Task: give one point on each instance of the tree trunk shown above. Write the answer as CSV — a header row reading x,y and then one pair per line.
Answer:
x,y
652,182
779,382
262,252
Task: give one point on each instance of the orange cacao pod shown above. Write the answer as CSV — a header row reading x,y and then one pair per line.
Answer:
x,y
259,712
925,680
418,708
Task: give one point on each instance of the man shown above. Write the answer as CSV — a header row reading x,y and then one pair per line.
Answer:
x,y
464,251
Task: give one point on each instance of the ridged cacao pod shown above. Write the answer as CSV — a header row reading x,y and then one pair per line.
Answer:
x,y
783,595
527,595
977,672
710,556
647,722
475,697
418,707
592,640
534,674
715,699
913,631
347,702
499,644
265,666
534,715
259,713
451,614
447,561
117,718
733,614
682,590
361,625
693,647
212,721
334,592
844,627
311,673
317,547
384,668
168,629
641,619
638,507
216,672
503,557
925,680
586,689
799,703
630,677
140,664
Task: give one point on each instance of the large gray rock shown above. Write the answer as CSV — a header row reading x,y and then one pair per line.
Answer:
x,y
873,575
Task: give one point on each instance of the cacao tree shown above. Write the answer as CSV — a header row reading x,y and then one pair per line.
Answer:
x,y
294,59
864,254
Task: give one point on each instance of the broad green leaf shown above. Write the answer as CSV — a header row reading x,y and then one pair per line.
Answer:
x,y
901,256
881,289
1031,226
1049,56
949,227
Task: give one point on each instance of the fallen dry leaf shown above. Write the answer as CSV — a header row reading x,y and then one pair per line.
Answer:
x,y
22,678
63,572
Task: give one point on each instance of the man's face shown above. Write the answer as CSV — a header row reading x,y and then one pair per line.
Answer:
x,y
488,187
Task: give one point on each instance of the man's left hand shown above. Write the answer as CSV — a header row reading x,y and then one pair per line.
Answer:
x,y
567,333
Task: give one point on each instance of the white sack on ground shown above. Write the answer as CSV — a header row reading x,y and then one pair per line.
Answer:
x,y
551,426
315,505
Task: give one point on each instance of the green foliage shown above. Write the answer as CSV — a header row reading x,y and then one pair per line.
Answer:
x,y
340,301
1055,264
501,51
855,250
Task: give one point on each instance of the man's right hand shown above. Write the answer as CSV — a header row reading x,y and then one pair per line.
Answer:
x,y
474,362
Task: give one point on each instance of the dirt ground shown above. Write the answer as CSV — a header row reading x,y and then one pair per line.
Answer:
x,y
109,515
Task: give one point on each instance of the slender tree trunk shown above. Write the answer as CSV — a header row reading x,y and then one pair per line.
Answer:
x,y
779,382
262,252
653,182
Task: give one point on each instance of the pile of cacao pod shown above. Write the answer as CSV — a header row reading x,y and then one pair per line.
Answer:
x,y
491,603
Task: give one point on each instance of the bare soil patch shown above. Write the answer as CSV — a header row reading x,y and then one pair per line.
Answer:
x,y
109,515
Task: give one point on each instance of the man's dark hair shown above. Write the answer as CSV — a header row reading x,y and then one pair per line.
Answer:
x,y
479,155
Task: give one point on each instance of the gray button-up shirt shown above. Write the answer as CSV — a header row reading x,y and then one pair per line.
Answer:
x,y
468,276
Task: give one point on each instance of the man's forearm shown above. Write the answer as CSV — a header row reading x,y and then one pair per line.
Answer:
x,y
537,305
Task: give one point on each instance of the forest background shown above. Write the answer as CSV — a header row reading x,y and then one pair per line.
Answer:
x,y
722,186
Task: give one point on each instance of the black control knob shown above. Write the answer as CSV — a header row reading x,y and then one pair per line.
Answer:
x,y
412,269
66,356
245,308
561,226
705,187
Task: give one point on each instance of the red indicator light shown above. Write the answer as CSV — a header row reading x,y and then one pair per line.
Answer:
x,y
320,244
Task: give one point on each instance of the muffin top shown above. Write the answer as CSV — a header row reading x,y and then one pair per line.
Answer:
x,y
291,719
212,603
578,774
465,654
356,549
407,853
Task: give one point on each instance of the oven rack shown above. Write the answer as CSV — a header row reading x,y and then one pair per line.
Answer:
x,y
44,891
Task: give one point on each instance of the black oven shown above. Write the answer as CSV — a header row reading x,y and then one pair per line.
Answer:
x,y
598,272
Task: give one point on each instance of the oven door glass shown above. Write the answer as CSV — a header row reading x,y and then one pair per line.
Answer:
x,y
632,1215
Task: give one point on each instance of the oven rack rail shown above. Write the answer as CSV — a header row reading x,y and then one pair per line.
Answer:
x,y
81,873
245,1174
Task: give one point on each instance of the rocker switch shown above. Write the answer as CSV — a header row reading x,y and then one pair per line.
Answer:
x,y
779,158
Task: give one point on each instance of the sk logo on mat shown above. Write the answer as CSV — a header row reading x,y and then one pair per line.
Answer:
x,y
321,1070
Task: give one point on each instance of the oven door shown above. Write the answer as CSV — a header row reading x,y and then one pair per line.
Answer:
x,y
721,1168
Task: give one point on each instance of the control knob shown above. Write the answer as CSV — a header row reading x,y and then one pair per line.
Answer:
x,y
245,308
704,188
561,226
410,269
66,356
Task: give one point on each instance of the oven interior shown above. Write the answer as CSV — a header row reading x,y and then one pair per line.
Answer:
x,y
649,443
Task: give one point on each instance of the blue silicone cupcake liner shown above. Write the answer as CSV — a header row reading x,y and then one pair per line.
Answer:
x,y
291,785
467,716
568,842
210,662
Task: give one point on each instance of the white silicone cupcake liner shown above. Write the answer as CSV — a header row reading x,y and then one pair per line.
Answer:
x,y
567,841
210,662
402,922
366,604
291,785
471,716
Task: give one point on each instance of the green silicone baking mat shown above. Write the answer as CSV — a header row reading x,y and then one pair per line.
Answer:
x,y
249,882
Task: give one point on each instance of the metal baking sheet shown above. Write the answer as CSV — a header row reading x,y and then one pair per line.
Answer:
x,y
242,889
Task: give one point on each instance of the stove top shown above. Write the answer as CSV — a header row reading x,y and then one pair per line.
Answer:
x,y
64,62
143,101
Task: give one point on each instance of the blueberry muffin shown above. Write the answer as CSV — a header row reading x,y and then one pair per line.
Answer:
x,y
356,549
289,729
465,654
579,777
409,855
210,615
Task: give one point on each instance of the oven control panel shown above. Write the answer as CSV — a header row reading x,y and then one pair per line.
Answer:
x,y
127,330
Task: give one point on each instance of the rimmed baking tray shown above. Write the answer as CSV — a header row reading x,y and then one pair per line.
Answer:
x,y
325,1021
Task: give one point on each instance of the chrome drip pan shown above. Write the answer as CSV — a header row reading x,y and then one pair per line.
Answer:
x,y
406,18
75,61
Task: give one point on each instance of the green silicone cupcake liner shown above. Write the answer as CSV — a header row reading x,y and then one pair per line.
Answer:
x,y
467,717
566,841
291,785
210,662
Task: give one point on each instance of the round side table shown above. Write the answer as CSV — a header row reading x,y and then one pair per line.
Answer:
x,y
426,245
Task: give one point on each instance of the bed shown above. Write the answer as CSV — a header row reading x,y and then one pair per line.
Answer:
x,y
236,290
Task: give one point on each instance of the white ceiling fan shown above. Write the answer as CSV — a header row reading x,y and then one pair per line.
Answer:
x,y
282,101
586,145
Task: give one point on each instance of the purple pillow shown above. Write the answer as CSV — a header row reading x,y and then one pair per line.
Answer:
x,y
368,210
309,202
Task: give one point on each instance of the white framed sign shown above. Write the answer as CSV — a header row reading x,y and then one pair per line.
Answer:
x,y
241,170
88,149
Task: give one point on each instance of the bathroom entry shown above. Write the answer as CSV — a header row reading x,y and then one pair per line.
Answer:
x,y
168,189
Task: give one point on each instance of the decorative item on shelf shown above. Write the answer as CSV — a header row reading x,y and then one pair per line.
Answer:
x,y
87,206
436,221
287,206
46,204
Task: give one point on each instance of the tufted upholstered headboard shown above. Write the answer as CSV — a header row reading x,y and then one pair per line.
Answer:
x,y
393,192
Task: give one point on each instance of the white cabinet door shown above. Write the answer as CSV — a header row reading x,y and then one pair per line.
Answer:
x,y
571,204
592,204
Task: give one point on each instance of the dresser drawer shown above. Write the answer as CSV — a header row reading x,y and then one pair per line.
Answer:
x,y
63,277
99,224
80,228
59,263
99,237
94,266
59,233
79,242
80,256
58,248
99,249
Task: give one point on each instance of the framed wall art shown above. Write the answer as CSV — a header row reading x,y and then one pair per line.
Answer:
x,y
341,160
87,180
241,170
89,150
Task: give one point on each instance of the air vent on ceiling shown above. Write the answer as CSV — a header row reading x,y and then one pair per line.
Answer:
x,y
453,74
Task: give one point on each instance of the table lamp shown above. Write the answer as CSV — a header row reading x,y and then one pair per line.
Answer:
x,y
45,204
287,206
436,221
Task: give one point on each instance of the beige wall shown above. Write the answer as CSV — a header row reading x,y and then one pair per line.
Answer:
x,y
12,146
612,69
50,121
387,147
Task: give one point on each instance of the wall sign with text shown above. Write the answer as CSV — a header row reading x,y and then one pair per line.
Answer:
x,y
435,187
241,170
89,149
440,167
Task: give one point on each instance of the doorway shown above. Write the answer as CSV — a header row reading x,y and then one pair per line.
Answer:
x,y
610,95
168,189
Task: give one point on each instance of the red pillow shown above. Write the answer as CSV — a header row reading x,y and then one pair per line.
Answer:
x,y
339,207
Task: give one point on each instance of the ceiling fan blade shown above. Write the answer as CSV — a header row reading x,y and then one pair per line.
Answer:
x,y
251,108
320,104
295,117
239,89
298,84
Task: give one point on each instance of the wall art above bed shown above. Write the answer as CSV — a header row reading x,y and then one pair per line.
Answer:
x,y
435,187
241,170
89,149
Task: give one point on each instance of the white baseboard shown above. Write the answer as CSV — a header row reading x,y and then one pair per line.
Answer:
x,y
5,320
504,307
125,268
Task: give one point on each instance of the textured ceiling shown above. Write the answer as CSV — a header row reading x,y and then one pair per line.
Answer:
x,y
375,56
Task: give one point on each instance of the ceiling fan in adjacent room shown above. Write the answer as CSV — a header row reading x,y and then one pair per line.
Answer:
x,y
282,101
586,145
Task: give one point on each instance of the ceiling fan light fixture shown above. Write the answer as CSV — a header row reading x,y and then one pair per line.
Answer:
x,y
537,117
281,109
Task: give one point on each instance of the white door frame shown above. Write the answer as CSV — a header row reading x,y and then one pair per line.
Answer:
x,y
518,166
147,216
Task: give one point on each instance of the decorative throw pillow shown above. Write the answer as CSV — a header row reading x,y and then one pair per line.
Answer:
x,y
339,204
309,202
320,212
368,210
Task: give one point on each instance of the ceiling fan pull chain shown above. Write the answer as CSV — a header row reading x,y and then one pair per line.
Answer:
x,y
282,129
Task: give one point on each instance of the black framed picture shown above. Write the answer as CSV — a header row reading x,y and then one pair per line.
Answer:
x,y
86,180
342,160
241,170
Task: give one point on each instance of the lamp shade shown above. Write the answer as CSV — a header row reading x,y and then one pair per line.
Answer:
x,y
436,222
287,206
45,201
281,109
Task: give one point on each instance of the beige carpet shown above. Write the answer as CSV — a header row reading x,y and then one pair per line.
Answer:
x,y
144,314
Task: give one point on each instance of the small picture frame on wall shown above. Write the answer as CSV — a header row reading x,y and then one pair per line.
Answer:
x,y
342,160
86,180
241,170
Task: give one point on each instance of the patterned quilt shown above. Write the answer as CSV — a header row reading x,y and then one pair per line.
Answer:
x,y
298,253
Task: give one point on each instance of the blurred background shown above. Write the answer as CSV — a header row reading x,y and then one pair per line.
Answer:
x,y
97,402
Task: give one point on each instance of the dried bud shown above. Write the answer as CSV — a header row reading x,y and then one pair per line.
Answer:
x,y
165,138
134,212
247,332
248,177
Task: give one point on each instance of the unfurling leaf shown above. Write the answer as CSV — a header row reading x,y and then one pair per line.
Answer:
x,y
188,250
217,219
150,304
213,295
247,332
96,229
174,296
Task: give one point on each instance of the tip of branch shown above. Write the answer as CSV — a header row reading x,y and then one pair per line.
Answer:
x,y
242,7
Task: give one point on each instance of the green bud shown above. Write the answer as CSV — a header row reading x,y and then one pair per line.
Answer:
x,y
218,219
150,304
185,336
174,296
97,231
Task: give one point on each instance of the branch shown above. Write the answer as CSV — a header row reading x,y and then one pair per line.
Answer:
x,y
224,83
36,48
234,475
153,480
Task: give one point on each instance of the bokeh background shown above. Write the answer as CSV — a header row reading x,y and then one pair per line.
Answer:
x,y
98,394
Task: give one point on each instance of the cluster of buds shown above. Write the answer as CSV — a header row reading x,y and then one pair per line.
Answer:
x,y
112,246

----

_TASK:_
Please go through the material and return each line where the word "leaf" appears.

_RESULT FOR THIS EXERCISE:_
Task: give one point on each instance of the broad green leaf shown above. Write the answer as CSV — a header row reading x,y and then one pair per line.
Task: give one point on each instance of the fallen dry leaf shown above. Write the answer as CSV — a header row reading x,y and then one pair per line.
Task: give one point on each instance of the unfurling leaf shown above. Write the answer as CSV — a header row reading x,y and then one pair per line.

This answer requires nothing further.